● GOAL: Collect every line in the listing below that contains the word "dark", treating uppercase and lowercase as different.
----
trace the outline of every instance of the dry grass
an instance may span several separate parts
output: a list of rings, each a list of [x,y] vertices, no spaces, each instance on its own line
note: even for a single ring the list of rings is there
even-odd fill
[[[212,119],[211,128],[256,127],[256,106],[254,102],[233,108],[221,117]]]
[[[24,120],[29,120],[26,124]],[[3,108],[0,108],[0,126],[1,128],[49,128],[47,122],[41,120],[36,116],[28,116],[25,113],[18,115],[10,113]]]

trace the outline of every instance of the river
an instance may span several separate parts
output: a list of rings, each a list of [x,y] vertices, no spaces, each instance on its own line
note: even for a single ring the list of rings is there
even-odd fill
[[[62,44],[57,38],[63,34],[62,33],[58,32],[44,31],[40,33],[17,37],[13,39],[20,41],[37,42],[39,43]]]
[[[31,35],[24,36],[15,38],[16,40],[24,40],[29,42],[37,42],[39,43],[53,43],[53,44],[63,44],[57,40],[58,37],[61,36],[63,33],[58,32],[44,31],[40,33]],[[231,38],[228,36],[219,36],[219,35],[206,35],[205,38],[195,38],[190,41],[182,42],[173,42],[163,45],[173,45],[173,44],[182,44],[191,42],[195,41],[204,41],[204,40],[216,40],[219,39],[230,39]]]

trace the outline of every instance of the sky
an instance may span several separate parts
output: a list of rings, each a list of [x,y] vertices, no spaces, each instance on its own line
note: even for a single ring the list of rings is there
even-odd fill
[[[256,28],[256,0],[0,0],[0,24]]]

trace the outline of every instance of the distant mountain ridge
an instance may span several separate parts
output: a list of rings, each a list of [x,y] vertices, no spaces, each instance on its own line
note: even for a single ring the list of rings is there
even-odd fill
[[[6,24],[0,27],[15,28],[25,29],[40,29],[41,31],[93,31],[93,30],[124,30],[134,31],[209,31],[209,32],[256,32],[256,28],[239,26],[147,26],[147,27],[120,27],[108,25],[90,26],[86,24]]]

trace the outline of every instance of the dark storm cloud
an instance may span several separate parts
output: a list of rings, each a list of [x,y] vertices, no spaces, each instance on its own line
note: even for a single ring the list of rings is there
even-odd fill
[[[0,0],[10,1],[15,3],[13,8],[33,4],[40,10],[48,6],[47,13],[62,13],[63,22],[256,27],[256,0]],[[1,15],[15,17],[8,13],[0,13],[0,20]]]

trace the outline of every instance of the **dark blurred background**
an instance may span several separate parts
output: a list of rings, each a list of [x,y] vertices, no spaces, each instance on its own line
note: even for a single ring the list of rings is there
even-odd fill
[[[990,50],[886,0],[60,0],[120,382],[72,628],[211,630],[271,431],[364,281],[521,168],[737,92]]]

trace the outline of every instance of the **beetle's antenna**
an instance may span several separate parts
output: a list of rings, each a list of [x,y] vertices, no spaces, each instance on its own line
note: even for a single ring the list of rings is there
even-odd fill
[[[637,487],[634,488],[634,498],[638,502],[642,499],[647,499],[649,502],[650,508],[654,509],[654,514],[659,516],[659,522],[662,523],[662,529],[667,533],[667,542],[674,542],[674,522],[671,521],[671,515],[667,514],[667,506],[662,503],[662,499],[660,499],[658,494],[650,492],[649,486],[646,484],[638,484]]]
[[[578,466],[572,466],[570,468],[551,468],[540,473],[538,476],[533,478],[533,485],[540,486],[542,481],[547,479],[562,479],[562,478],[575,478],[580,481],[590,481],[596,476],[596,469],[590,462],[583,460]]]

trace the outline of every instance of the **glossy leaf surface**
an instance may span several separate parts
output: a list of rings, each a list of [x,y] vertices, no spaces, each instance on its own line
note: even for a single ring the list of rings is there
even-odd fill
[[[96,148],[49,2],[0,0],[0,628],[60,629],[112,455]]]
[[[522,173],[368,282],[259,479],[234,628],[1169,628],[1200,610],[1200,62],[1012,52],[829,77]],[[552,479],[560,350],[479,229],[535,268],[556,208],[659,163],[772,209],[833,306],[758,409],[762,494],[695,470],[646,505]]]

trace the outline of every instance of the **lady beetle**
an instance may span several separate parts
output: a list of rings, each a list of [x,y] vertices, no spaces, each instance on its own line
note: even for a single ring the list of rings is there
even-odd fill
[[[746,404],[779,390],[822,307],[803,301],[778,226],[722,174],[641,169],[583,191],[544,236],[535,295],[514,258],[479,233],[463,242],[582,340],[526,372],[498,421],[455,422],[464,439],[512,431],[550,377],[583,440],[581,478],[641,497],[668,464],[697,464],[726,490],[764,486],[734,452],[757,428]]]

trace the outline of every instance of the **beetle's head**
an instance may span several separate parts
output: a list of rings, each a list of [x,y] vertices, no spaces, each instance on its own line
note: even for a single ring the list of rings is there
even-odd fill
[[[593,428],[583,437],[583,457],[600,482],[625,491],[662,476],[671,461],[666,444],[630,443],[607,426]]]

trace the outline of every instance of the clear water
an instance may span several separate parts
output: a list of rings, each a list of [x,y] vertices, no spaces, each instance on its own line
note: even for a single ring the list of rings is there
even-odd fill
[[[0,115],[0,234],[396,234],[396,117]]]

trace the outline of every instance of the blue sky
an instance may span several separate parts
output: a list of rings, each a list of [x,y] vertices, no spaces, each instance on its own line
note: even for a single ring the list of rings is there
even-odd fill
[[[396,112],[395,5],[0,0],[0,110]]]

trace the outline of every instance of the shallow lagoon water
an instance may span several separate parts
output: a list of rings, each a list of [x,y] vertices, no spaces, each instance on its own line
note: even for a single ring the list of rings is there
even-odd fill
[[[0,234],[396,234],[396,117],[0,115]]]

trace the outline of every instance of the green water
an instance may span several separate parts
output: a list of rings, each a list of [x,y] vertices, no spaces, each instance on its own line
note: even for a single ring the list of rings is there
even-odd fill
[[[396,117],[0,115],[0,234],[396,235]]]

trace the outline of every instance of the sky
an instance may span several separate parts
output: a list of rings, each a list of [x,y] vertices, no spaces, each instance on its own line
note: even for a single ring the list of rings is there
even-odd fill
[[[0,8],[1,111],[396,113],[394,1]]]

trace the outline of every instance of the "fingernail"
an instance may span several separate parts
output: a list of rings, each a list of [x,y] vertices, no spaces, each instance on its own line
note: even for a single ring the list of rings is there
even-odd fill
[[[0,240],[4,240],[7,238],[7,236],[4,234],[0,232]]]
----
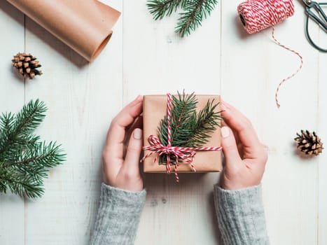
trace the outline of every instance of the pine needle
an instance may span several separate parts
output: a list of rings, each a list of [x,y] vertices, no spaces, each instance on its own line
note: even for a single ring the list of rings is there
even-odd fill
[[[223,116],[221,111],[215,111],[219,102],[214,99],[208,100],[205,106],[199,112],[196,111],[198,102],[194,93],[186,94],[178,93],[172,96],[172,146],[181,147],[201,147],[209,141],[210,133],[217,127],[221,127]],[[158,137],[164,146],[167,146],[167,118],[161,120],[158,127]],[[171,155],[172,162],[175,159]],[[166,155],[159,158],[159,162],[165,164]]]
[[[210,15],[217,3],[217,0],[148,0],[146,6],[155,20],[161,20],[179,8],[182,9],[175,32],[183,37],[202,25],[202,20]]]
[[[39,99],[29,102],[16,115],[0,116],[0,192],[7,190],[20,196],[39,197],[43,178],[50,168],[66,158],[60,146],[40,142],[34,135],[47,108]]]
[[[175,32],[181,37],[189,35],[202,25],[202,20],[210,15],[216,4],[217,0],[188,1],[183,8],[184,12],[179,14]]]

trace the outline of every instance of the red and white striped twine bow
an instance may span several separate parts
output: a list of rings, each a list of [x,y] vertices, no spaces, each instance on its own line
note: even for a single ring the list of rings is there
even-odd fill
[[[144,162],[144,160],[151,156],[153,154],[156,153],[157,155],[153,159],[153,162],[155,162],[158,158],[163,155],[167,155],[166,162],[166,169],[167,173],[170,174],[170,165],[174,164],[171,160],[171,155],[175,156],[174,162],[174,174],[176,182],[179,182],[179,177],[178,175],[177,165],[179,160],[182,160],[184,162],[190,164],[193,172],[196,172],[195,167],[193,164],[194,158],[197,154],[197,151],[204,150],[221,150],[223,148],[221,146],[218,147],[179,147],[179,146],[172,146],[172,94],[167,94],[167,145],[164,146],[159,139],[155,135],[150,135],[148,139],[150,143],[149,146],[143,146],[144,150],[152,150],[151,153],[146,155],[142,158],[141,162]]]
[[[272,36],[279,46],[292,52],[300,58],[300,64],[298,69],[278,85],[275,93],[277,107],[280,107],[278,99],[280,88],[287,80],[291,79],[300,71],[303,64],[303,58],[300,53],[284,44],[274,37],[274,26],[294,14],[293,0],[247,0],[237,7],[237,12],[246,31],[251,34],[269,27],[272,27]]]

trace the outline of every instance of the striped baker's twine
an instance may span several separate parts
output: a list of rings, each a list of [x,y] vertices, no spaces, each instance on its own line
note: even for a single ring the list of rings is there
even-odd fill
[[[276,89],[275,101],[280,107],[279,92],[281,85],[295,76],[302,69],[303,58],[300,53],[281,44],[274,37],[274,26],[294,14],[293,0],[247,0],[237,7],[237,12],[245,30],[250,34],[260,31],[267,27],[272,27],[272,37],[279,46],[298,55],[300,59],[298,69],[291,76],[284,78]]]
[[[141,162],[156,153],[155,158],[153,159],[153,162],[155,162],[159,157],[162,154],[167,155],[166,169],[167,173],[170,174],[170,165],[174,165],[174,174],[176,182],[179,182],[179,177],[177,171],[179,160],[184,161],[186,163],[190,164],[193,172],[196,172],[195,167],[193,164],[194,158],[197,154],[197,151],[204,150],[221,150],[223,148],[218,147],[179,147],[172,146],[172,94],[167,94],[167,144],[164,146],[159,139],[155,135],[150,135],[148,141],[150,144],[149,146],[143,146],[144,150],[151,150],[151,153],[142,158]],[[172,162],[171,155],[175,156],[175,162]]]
----
● RESPONSE BELOW:
trace the outline of every instance of the dark storm cloud
trace the outline of every instance of the **dark blurred background**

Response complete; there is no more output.